**EXCERPT TO READ**.
Something akin to reciprocity still applies, no? You have a tiny rubidium atom, way too small to couple particularly strongly to the electromagnetic field at visible wavelengths. So it has a low cross-section for absorbing visible light. Won’t it necessarily radiate rather slowly as a result?

I would expect this to be somewhat of a problem with tiny LEDs. In an LED, you inject electrons and holes and you hope that a magical quantum process happens in which an electron and a hole meet, annihilate each other, and emit a photon. But this process is slow, and the electrons and the holes may wander around for a bit before combining. But in a very very small LED, smaller than the mean free path, I’d imagine you might have an issue where the electrons and holes frequently make it all the way across the device without recombining and manage to lose their energy as heat when they hit the opposite electrode. (I have not drawn the diagrams or checked the math here.)

(I took the relevant classes in grad school, but I’ve never done this sort of work academically or professionally, so no promises that I’m right.)

lightedman|14 days ago

"Something akin to reciprocity still applies, no?"

Not necessarily. Chiral gold nanocrystals can be as small as 10nm and still be excited by 808nm laser light causing two-photon absorption and emitting in the visible range.

adrian_b|13 days ago

There is some kind of reciprocity, e.g. when an atom absorbs light and it passes into a higher energy level, it will spontaneously emit light going back to the initial energy level, with about the same probability with which it has absorbed the light.

However this reciprocity is frequently circumvented, because atoms and ions have a lot of energy levels. Instead of re-emitting the light, the atom may pass more quickly to another energy level, and from there it may emit light with a very different probability (and of a different frequency, i.e. this is fluorescence).

**BRIEF 1**. Please duplicate everything in the thread about reciprocity and light emission from "adrian_b|13 days ago" down to "absorbed the light.".
**BRIEF 2**. Write the next part of the thread about reciprocity and light emission, picking up after its last sentence.

(Referring expression pointing data)
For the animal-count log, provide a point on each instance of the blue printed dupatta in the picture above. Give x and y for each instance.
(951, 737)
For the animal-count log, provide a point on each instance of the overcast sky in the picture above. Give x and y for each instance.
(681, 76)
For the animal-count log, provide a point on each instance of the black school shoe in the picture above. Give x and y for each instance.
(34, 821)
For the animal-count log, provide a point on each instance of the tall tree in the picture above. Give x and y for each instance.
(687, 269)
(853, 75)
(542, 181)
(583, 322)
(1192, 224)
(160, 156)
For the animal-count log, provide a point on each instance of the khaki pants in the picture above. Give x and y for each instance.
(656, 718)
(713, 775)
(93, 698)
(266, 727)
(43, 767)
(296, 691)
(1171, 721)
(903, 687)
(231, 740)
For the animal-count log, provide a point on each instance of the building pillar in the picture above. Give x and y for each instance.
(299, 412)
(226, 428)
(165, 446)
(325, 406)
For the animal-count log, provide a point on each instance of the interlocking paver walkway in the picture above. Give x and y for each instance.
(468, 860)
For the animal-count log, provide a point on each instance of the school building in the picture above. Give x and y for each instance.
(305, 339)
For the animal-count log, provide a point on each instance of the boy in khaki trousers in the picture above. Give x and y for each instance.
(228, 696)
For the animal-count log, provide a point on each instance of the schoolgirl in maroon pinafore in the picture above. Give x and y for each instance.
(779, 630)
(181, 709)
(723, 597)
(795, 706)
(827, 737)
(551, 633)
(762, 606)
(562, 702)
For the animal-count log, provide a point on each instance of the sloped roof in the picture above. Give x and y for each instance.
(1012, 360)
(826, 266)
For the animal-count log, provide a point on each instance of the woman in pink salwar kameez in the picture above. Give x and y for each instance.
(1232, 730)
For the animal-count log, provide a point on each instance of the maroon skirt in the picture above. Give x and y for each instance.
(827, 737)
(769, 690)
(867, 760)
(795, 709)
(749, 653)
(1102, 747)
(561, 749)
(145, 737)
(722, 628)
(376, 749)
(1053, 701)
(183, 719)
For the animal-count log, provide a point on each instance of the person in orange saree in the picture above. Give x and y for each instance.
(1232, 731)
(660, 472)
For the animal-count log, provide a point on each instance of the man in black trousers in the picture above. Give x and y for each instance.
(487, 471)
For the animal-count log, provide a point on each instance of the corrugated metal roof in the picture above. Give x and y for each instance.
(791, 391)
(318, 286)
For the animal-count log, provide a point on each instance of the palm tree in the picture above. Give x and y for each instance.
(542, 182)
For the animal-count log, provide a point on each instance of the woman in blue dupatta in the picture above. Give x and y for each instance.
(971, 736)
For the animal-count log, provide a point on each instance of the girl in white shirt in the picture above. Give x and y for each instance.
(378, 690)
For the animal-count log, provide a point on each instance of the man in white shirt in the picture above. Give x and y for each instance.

**RESULT 1**.
adrian_b|13 days ago

There is some kind of reciprocity, e.g. when an atom absorbs light and it passes into a higher energy level, it will spontaneously emit light going back to the initial energy level, with about the same probability with which it has absorbed the light.

**RESULT 2**.
While in fluorescence light with a lower frequency is emitted, there is also the opposite case. In very intense light, e.g. from lasers, multi-photon absorption may happen. In that case there is also no reciprocity, because the atom has jumped an energy difference higher than that of the incoming photons. So it may re-emit light with a higher frequency.

With rubidium atoms, multi-photon absorption is very frequently used, for Doppler-effect-free spectroscopy (by absorbing photons that come from opposite directions, so that the effects of the movement of the atom will cancel). In comparison with other atoms, rubidium vapor cells are easy to procure, for spectroscopy experiments, or for use in frequency or wavelength standards, but they still are rather expensive, especially when enriched in only one of the two rubidium isotopes (e.g. if you want just rubidium 87, instead of natural rubidium, a Rb vapor cell may cost close to $1200).

dragontamer|14 days ago

It's probably more impressive that the LED was manufactured with light photons. I know it's "normal lithography" problems, but making a 500nm device out of 300nm or 400nm waves of light is downright impressive.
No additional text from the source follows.